• **Set exercise**
Could you rescale the records starting with the line that contains "Please put a point on each instance of the church" and going on through the end of the records? Give those lines again, requests included, with every point coordinate in the answers multiplied by 1.55 and rounded to a whole number, halves rounding up.

• **Supplied material**

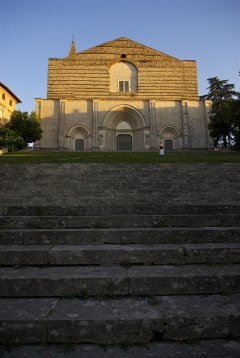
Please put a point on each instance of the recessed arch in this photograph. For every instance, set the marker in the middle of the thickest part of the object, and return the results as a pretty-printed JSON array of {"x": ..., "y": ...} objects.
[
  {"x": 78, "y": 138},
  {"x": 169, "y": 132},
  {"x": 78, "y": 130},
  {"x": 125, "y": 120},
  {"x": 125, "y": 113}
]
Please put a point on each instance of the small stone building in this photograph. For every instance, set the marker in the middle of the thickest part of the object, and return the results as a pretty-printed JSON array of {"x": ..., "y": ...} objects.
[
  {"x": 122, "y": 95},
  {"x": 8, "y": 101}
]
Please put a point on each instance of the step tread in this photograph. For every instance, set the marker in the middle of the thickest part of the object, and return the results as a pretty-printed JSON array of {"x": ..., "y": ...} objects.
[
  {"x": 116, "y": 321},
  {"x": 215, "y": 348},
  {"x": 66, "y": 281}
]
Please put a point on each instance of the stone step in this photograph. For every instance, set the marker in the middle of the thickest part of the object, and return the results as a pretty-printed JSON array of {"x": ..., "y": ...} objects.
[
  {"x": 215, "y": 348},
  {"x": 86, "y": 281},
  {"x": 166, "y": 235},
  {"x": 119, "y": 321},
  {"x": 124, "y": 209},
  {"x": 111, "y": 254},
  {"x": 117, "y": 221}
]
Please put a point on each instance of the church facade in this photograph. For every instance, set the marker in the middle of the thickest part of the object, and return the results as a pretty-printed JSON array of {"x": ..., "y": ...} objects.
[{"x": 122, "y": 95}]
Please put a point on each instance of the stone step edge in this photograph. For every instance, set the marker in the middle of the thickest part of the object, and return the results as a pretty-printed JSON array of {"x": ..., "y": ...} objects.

• **Solution for this task**
Please put a point on each instance of the church facade in this photograph. For every instance, set the marker in the middle of the thickest part of the object, and return the results as a pretty-printed JSON array of {"x": ..., "y": ...} objects.
[{"x": 189, "y": 147}]
Please put a point on each instance of the stone step edge in this photograph. For every instance, set the marker in the middle of the thickest part of the object, and return the results as a pretty-printed JSON array of {"x": ..., "y": ...} objects.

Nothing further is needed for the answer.